• Written task
Every line from the line containing "of the reflection" through the final line below is to be repeated exactly; no other line is.

• Records shown
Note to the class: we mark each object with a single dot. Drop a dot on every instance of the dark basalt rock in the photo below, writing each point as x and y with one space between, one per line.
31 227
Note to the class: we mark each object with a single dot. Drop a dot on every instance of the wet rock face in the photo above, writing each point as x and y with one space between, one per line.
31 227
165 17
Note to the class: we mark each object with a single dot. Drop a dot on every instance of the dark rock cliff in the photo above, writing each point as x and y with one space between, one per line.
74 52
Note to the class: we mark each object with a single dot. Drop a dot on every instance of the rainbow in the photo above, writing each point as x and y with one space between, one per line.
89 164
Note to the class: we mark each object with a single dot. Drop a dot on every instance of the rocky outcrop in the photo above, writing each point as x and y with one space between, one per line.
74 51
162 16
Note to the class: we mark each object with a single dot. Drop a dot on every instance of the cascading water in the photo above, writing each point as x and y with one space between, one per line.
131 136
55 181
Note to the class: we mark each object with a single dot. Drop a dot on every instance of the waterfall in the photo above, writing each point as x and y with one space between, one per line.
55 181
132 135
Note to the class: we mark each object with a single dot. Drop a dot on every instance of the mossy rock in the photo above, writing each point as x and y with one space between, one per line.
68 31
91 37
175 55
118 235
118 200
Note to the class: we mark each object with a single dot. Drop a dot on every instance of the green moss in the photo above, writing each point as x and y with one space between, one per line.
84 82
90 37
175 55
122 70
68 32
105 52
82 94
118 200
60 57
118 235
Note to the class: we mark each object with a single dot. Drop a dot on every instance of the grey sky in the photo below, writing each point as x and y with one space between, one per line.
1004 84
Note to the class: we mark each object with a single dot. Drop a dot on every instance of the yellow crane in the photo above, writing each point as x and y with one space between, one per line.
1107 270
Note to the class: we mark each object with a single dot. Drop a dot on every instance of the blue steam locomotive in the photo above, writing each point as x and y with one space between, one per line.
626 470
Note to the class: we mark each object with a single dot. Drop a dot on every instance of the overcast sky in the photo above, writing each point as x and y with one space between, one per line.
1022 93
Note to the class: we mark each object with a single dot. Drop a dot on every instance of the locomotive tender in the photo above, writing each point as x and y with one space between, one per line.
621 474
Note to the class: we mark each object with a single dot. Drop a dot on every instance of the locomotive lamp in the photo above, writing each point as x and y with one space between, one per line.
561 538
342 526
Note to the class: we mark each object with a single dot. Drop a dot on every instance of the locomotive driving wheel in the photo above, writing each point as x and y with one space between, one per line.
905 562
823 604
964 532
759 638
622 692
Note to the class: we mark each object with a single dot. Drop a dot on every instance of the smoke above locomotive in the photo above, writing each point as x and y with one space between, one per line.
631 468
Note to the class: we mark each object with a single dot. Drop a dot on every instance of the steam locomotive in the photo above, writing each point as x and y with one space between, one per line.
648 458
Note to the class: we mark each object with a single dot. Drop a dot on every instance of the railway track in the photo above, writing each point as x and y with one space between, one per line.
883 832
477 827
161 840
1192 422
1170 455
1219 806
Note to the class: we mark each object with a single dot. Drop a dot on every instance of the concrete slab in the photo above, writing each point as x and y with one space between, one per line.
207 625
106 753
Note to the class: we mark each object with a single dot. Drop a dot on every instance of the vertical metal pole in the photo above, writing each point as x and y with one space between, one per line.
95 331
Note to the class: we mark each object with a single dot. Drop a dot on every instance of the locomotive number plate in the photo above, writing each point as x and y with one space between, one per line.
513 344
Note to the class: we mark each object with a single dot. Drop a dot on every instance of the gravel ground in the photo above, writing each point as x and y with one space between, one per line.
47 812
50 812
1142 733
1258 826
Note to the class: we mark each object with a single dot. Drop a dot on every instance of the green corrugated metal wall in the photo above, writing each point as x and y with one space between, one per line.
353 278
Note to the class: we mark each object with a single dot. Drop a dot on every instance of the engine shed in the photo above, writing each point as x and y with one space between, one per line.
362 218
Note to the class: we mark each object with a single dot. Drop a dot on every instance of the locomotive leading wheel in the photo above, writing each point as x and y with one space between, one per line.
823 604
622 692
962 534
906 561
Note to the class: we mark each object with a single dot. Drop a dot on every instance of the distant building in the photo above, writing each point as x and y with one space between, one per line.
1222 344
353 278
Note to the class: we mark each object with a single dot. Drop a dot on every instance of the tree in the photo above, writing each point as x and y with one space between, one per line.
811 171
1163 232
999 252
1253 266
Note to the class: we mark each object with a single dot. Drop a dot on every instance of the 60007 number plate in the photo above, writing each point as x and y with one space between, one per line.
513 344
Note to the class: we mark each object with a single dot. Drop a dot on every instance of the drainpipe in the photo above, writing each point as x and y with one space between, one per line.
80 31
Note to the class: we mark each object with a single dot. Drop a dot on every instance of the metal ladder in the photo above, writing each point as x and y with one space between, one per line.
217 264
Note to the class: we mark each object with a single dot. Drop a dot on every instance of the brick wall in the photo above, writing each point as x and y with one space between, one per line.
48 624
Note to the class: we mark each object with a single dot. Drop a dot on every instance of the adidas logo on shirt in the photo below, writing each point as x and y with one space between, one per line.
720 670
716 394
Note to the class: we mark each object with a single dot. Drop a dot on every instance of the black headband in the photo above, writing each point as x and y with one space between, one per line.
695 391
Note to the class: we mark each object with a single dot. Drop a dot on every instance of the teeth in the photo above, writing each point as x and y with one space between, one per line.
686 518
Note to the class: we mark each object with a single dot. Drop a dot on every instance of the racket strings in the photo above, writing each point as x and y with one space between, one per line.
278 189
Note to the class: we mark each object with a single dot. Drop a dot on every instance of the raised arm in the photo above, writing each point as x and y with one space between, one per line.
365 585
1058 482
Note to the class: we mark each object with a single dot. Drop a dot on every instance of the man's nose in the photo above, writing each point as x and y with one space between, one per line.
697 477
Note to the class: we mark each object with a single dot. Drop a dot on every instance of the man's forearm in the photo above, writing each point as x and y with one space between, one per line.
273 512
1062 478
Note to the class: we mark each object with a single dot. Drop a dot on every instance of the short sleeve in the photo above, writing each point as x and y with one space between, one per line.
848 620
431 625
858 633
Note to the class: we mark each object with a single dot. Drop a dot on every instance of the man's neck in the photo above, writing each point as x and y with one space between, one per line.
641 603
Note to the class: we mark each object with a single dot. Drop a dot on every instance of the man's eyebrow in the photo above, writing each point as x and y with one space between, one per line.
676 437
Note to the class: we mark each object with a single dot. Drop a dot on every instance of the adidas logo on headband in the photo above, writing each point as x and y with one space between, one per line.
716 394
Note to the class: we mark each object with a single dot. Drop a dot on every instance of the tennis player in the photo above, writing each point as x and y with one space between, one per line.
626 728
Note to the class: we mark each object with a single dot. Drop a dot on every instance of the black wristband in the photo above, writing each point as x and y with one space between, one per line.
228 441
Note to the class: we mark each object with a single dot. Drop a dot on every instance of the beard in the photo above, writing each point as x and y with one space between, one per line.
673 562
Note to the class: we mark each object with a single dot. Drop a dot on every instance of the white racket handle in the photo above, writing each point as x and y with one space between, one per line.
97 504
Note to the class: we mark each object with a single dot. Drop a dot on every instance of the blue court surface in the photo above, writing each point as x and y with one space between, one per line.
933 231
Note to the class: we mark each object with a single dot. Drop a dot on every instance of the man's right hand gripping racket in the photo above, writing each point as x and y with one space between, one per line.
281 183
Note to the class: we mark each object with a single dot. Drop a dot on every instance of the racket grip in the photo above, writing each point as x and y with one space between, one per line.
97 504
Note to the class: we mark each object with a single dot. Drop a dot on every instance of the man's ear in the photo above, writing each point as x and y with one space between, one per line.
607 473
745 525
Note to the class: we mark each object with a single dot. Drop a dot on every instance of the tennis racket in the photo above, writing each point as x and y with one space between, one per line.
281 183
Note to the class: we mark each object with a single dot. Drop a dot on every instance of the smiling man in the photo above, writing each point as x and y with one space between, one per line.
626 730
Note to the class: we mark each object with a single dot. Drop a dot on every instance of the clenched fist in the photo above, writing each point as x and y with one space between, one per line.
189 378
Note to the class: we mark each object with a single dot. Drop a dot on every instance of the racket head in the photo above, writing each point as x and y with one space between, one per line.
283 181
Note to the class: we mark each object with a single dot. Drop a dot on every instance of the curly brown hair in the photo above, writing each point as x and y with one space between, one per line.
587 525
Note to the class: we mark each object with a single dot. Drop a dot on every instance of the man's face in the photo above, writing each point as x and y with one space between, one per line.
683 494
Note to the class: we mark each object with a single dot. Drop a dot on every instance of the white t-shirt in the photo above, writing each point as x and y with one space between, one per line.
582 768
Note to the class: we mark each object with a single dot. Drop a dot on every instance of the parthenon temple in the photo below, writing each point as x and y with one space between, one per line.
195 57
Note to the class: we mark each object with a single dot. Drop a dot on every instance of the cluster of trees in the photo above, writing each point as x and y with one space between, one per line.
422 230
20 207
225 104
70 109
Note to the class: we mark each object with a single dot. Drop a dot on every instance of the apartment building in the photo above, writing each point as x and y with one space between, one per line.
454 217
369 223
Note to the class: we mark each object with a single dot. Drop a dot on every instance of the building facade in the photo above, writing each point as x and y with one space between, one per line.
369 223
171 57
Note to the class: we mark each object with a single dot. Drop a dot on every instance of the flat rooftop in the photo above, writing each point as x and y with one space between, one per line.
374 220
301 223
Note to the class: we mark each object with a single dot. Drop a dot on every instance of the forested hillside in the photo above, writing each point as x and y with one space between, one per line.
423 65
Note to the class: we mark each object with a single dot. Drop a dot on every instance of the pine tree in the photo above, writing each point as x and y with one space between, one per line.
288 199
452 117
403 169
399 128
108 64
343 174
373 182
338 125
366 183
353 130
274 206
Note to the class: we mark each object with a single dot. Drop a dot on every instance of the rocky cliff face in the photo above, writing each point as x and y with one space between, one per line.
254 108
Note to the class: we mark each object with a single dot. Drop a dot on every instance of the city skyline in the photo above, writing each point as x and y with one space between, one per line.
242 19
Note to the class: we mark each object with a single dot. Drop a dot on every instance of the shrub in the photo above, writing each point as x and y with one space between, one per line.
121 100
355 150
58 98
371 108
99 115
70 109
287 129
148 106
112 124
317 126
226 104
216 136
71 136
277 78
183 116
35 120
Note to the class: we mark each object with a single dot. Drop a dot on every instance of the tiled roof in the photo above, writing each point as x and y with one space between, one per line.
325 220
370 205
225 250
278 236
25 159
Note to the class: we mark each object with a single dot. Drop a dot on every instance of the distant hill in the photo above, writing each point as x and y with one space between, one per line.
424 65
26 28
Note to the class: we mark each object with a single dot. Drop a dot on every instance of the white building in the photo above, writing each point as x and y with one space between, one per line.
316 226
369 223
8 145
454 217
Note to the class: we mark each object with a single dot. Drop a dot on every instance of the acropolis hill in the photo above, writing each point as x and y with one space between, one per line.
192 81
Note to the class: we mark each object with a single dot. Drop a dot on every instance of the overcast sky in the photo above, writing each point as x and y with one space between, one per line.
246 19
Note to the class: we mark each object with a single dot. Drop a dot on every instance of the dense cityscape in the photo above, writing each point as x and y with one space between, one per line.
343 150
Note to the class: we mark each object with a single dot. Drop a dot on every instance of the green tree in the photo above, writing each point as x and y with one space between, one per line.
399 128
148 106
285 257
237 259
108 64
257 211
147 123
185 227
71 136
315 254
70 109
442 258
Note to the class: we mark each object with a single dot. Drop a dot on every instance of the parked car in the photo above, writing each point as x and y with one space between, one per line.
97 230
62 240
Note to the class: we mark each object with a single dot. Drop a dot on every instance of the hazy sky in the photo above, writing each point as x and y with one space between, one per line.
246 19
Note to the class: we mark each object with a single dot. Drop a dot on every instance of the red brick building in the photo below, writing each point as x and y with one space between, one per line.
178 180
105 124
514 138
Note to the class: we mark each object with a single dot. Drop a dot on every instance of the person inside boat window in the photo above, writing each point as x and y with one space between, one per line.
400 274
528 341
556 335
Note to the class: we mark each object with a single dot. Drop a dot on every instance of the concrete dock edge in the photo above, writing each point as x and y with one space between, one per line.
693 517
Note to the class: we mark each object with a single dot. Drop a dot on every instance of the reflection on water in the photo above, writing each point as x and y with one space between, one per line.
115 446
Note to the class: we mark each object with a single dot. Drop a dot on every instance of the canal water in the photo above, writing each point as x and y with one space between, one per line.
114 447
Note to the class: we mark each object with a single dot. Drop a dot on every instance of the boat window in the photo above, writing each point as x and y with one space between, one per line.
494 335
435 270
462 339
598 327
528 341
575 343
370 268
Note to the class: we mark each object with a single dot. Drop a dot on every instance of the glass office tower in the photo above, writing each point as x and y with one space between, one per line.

• Answer
Note to the class: we mark each object with a single dot. Drop a dot on every instance of the reflection on water in the photo above, writing each point as x and y with one space between, one per line.
115 446
Note to the class: we mark each object with a single dot. Drop a dot on every instance of the canal water in the photo above, writing each point as x and y with one space between, one per line.
114 447
Note to the class: we mark each object with a single dot. Drop a dot on every instance of the boat window in the photo above, writing each point as x and y with one space between, one per line.
494 335
435 270
462 339
598 327
528 341
575 343
370 268
Note to the class: we mark each object with a single dot. Drop a dot on every instance of the glass office tower in the photo above, writing each point as x and y with one space between, one per line.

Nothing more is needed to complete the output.